:: Given information ::
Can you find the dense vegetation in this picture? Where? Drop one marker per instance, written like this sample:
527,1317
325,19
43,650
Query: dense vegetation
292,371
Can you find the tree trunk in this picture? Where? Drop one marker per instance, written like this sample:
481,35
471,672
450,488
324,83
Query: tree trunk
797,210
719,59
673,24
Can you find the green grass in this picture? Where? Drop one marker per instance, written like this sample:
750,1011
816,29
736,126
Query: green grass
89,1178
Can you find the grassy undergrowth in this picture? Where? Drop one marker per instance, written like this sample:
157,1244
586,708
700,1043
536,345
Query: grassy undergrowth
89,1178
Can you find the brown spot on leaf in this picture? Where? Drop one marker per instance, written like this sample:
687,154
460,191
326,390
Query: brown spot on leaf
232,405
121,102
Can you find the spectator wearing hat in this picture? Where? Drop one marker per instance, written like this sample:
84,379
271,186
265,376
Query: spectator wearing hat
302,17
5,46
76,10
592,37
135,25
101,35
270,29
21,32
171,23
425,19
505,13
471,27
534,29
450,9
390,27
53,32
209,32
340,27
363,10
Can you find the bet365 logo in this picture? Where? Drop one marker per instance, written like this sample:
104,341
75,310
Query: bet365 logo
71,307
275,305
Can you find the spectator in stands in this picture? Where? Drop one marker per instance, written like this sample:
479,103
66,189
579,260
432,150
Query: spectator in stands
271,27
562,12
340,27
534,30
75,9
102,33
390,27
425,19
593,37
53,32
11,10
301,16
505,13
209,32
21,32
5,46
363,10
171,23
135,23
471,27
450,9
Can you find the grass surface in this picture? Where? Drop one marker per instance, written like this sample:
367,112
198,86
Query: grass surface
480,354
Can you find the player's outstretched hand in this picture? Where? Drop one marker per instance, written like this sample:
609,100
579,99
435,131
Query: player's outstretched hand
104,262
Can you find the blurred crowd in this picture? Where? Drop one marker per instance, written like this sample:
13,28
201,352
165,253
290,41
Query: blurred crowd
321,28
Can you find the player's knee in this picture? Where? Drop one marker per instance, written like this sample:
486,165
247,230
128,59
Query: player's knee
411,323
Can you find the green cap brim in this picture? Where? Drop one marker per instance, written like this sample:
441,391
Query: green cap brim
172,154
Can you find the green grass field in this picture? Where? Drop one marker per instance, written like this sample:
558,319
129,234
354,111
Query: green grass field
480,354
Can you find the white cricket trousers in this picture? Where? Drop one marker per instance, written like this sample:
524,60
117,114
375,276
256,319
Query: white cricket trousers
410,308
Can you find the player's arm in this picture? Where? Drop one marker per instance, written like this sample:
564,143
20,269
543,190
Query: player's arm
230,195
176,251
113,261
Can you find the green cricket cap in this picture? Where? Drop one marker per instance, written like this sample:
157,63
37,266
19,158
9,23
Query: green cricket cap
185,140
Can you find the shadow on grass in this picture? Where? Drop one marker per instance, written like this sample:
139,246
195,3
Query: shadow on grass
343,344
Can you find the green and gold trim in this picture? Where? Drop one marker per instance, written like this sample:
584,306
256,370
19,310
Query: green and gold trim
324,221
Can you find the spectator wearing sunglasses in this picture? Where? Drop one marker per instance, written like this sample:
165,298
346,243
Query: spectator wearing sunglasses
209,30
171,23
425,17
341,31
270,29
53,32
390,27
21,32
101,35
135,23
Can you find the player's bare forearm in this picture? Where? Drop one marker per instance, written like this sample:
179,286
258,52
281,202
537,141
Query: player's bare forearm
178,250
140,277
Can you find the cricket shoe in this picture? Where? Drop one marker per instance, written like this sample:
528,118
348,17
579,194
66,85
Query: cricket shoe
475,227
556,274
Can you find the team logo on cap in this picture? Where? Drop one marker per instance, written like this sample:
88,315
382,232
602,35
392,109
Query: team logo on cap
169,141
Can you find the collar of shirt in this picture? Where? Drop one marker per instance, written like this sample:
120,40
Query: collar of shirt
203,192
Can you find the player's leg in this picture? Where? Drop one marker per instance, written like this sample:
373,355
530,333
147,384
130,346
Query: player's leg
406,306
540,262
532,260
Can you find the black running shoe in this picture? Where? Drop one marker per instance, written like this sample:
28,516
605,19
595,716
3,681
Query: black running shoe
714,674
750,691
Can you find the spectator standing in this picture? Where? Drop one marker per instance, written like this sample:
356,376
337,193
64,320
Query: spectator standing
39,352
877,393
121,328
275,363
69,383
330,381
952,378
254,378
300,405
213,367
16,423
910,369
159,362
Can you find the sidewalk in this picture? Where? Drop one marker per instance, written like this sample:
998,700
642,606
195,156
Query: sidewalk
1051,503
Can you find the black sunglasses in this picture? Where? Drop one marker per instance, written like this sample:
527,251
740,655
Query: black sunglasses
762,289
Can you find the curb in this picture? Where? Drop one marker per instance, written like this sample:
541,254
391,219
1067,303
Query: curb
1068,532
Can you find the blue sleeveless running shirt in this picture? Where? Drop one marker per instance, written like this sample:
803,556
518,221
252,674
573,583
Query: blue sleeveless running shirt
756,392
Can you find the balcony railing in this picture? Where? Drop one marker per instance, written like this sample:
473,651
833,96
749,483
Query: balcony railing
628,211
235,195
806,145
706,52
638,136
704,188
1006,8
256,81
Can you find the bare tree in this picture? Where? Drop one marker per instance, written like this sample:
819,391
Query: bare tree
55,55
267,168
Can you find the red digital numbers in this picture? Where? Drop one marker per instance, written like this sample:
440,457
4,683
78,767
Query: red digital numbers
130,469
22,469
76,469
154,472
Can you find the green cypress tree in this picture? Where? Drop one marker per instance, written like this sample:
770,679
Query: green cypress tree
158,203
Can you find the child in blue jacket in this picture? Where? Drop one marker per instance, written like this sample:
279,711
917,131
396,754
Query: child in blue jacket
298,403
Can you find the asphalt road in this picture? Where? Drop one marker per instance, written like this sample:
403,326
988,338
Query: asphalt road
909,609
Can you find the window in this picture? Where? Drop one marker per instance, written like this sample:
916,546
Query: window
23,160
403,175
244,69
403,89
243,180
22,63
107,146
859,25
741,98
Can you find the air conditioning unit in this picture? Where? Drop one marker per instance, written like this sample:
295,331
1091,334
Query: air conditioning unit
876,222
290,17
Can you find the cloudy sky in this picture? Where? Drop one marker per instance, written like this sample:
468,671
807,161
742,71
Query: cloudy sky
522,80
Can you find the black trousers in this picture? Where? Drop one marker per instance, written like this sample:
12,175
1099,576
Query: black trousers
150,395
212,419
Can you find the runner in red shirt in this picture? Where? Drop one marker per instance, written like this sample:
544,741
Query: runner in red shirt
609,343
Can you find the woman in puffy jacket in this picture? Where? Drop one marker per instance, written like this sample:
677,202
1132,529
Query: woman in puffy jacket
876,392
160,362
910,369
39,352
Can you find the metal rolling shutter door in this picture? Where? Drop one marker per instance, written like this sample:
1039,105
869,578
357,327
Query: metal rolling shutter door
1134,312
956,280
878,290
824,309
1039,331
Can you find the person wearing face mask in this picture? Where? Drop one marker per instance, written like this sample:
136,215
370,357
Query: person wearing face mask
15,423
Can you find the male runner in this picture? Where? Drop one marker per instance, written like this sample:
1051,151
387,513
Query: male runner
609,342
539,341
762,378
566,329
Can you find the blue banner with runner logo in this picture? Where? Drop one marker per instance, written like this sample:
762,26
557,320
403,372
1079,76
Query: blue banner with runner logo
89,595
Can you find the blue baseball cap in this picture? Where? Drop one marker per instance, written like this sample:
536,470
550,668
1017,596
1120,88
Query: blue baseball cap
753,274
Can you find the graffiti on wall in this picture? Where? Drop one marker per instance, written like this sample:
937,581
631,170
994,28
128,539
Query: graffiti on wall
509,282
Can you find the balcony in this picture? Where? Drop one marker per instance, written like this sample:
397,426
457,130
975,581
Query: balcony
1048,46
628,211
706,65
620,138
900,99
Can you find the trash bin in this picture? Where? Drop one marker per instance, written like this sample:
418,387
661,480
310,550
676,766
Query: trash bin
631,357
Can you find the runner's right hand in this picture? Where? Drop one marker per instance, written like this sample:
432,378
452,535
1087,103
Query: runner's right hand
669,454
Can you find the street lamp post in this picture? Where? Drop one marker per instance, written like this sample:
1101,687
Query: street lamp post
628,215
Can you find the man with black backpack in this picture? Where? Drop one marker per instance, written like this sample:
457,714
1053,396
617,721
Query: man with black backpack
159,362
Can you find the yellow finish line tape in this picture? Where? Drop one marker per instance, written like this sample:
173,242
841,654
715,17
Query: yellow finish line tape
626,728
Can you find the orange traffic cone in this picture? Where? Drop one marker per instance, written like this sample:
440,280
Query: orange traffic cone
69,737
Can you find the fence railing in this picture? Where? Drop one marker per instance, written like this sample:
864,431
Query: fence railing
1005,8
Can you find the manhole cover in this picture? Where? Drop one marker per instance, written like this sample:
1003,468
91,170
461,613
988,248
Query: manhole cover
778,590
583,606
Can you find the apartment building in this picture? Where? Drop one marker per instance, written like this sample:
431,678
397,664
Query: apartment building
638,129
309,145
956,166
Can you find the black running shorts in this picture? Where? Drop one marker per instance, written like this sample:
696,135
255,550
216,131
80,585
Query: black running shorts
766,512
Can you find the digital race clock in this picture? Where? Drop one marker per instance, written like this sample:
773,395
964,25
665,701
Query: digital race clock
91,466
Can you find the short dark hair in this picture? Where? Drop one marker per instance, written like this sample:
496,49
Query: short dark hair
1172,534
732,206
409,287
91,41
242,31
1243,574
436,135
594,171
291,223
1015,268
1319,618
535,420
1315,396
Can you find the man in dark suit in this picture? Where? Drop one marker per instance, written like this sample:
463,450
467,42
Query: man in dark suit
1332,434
:::
Problem description: From the line containing "Query: short dark hair" down to the last line of the data above, copy every line exactly; leave out all other lines.

Exercise solution:
Query: short dark hair
1172,534
732,206
409,287
91,41
242,31
1243,574
436,135
594,171
291,223
1015,268
1319,618
535,420
1315,396
Can you find the man in dark suit in this picture? Where? Drop one marker per instance, written like this sample:
463,450
467,42
Query: man in dark suit
1332,434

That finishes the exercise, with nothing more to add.